Why I Don’t Ask Kids What They Want to Be When They Grow Up
“What do you want to be when you grow up?”. A question that came up over and over again as a child growing up in the 80’s and culminating in the late 1990’s around high school graduation.
“How the hell do I know?”, I thought to myself. I don’t even know who I am or what my options are. Doctor, lawyer, engineer etc. were the standard default answers given to relatives, to appease cultural expectations. Giving such a reply brought some breathing room to the interaction. They were safe answers, insofar as the follow-up grilling would be limited.
Teachers. Parents. Friends. Family members. So many curious minds would put young people like me on the spot, expecting a quick answer. I didn’t have one then and still don’t have a concrete answer even in my early 40's.
Implicit in the question of what kids want to be in the future is a presumption that there will be one conclusive career choice for them. I think it’s an unfair leading question, to imply that kids should know at a very young age, who they are and what work they want to do for a lifetime. There seems to be an expediency around career selection on the part of the people posing this question. I feel that it is wrong and unfair to kids, to put them on the hot seat like this.

== TO DO ==
1) In the essay on asking kids what they want to be, which answers does the writer call the standard default replies given to relatives?
2) Swap "relatives" for "neighbors" and write out the stretch of the essay on asking kids what they want to be from "Why I Don’t" through "would be limited.".
3) Extend the essay on asking kids what they want to be, starting after its last sentence.
These records have nothing to do with the essay.

Stored data entries
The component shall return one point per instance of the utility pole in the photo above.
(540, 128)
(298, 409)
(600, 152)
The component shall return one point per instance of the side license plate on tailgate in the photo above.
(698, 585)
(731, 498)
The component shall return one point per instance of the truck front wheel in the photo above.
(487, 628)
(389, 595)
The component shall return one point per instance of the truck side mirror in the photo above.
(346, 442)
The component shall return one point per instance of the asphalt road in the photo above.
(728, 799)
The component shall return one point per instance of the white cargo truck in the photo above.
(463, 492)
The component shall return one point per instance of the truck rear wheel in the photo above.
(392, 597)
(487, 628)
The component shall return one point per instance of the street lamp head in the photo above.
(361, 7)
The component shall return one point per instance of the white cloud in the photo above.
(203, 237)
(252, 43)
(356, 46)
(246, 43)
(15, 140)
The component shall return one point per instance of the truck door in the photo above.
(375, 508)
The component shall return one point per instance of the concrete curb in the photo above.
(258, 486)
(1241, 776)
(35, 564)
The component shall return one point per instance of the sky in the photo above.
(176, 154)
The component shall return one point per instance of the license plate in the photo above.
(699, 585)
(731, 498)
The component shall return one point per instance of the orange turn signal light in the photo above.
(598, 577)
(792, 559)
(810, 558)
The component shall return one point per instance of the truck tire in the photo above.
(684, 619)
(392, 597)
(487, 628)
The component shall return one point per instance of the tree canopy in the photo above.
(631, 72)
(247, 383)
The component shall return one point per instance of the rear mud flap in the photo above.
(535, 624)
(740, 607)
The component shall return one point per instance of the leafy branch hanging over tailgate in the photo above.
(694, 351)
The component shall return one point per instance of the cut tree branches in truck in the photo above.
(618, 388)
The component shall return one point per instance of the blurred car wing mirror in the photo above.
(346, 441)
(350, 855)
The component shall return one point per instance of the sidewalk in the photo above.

== RESULTS BY TASK ==
1) Doctor, lawyer, engineer, and the like.

2)
Why I Don’t Ask Kids What They Want to Be When They Grow Up
“What do you want to be when you grow up?”. A question that came up over and over again as a child growing up in the 80’s and culminating in the late 1990’s around high school graduation.
“How the hell do I know?”, I thought to myself. I don’t even know who I am or what my options are. Doctor, lawyer, engineer etc. were the standard default answers given to neighbors, to appease cultural expectations. Giving such a reply brought some breathing room to the interaction. They were safe answers, insofar as the follow-up grilling would be limited.

3)
I propose a gentler approach in inquiring with youth about their career or work ambitions. We ought to emphasize that life (and often careers) aren’t linear progressions. There can be many peaks and valleys in the journey. Some dead-ends and some detours too. Painting this kind of picture for young people is perhaps a more realistic portrayal of how their career path may take shape.
Automation. Robotics. AI. Downsizing. Offshoring. The gig economy. These are all influences that are reshaping the workplace in an ongoing manner. The only constant in many fields is rapid change. As such, I’d rather counsel young people to focus on being adaptable to such changes that they will surely be confronting in their futures. It is very unlikely that many young people entering the workforce will be with a single employer or in a single industry, for the duration of their working life. That is so pre-1980’s. The world, technology and work is simply evolving too fast.
There are countless adults who struggle to find a truly good career or workplace fit over the course of their working lives. Dissatisfaction with bosses, employers, colleagues and vocation is sadly commonplace. And so, it’s ok to move around and try new jobs or even pursue self-employment. We spend so much time working, that it is important to hopefully enjoy at least some aspects of your work (or at the very least be able to tolerate it). Workers in their 30’s and 40’s often have to (by choice or not) reinvent themselves and jump from role-to-role. Certain jobs and careers can be precarious and/or unfulfilling. Some bosses suck. Such is life. What is key is the ability to be adaptable, move on and find a better situation.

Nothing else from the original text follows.